• **YOUR TASK**: Find each line in the listing below that contains the word "tree" and copy those lines out in full.

• **SUPPLIED RECORDS**:
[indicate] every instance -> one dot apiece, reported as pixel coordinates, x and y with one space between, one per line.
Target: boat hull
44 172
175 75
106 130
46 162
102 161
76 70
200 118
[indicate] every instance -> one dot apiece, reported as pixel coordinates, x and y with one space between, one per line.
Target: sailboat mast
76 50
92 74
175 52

--

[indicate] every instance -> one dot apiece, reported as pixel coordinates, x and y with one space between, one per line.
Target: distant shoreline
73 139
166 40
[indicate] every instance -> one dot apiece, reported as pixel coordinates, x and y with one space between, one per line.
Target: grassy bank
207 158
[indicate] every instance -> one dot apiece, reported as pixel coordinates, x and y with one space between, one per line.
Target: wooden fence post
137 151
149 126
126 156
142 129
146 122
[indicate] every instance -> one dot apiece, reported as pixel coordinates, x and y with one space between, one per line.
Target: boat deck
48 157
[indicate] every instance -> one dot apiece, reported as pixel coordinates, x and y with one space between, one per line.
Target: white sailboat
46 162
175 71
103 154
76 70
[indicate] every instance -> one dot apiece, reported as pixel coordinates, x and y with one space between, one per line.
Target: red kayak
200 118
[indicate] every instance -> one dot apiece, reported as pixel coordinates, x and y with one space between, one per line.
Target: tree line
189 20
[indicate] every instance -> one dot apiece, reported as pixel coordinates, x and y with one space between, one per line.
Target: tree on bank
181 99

• **EXERCISE OUTPUT**:
Target: tree line
Target: tree on bank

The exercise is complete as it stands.